- **Task objective**
Copy word for word the lines below that run from the line with "the white building" to the line with "<point>461,75</point>", including both of those lines, and nothing else from the items.

- **Recorded information**

-=-=-

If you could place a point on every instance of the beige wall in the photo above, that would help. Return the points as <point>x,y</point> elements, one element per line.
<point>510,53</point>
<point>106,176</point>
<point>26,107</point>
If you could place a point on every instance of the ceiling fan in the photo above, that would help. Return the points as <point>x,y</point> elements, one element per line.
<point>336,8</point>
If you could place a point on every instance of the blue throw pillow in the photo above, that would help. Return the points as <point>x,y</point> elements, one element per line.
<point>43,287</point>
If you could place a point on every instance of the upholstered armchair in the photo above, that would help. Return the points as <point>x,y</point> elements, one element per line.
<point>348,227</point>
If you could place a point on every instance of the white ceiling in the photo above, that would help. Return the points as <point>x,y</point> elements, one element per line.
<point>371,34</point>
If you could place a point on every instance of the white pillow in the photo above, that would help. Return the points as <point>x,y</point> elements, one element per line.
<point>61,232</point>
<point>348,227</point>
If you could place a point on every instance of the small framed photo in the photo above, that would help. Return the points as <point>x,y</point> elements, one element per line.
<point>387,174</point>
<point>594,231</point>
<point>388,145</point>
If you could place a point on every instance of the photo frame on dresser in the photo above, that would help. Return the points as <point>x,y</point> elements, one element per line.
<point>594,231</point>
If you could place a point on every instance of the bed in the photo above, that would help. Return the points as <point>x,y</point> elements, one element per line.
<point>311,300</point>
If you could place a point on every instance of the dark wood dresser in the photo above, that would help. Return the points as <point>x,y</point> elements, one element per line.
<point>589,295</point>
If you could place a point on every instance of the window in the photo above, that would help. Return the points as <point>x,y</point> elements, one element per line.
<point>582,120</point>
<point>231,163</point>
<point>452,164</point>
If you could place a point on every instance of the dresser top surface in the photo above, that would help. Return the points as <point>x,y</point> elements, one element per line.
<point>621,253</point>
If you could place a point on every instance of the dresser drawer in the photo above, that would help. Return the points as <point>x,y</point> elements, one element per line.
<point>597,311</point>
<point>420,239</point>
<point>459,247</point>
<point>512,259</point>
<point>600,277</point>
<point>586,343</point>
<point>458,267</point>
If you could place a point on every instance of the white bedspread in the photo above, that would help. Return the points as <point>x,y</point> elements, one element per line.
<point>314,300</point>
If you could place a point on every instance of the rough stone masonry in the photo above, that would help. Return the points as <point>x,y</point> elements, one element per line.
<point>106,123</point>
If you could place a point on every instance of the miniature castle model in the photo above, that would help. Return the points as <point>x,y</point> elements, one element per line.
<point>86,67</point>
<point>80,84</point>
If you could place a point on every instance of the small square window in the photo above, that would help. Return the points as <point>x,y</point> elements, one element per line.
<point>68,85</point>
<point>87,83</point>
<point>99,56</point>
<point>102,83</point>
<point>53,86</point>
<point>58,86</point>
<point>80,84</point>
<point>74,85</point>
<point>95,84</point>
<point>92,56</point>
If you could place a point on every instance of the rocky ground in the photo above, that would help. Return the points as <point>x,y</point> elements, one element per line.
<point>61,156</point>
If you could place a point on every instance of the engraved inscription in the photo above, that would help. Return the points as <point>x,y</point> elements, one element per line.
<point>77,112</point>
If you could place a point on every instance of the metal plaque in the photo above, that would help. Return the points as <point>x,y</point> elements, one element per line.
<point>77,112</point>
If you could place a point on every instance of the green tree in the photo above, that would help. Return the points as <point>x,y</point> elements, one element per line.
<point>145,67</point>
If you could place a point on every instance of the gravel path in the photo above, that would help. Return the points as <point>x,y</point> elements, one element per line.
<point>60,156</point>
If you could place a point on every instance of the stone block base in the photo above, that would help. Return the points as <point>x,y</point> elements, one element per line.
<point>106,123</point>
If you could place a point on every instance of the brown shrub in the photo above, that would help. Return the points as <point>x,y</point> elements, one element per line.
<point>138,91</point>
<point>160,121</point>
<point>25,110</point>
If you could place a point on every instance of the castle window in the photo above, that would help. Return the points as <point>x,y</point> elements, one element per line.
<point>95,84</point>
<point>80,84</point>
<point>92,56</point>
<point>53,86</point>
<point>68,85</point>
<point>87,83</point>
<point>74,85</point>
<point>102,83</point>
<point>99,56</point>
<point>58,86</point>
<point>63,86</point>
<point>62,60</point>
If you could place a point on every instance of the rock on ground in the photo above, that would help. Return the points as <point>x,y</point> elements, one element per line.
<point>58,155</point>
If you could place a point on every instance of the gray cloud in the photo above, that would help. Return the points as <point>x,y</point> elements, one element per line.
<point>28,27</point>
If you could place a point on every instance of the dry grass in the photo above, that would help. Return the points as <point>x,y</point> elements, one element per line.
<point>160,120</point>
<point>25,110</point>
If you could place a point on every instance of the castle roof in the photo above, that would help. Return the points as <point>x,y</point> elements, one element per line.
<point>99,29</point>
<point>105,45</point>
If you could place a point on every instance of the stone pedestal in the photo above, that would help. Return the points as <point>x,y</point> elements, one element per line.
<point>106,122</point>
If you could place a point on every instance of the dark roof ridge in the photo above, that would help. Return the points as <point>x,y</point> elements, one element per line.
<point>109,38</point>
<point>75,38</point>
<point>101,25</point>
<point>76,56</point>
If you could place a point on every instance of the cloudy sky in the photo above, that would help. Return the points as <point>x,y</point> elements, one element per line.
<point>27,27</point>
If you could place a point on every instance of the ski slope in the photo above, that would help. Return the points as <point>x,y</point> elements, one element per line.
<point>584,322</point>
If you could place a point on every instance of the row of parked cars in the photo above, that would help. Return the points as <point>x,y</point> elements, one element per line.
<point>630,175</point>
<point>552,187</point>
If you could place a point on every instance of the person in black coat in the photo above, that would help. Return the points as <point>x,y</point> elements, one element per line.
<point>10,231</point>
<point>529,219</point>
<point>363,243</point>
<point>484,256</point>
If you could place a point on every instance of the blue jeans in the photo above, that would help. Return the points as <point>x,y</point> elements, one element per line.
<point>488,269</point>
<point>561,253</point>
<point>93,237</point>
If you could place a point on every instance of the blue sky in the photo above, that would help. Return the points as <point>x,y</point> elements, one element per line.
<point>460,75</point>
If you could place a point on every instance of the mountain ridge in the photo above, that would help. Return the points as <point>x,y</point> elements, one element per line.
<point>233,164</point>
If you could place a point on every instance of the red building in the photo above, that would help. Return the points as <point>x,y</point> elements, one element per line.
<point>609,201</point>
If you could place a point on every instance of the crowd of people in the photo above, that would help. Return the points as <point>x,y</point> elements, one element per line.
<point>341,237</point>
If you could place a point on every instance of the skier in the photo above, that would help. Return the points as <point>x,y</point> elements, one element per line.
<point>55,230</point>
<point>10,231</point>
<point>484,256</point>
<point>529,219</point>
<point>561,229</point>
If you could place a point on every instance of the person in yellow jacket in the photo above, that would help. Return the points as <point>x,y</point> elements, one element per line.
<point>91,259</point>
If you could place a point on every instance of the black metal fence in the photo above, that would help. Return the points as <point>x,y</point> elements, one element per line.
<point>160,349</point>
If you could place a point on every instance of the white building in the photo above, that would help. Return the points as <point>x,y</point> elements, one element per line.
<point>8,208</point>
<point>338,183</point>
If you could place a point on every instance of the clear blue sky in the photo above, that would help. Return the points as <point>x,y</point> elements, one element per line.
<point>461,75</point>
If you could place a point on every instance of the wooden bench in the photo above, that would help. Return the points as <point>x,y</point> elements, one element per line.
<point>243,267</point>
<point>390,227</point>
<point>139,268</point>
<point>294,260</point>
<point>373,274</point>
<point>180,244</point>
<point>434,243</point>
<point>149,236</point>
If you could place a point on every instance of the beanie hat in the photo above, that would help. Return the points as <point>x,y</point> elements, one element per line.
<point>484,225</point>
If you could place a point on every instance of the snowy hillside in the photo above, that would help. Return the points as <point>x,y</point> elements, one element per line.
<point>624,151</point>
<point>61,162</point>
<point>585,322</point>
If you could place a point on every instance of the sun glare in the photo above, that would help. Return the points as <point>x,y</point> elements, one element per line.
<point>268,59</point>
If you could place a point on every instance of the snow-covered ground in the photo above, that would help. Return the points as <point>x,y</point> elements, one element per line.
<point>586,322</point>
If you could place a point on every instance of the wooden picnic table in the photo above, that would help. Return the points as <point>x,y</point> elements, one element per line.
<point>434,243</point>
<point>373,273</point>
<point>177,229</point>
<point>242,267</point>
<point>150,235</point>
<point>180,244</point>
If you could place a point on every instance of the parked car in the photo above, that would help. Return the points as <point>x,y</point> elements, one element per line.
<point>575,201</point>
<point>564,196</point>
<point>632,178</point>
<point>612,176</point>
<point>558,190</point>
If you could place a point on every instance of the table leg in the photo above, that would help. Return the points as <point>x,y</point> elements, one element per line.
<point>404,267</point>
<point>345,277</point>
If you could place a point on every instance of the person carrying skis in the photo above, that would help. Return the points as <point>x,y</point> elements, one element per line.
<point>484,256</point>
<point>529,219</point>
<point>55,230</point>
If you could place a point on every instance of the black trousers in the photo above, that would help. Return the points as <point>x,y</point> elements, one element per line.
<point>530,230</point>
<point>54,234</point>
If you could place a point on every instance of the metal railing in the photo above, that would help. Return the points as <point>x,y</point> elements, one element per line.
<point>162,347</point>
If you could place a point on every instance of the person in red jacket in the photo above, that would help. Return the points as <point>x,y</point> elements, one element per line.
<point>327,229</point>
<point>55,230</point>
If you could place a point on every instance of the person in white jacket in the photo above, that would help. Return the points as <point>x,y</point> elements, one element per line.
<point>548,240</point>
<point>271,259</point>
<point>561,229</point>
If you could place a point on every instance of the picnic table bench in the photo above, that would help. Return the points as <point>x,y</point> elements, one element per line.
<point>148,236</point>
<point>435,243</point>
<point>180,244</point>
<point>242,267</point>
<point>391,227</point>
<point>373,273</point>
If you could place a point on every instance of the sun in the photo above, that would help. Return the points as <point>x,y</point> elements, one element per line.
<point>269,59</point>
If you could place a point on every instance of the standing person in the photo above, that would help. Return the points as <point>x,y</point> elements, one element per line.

-=-=-

- **Complete output**
If you could place a point on every instance of the white building in the photo above, that would help. Return the points as <point>x,y</point> elements, one element per line.
<point>8,208</point>
<point>338,183</point>
If you could place a point on every instance of the clear blue sky in the photo above, that would help. Return the points as <point>x,y</point> elements, one element per line.
<point>461,75</point>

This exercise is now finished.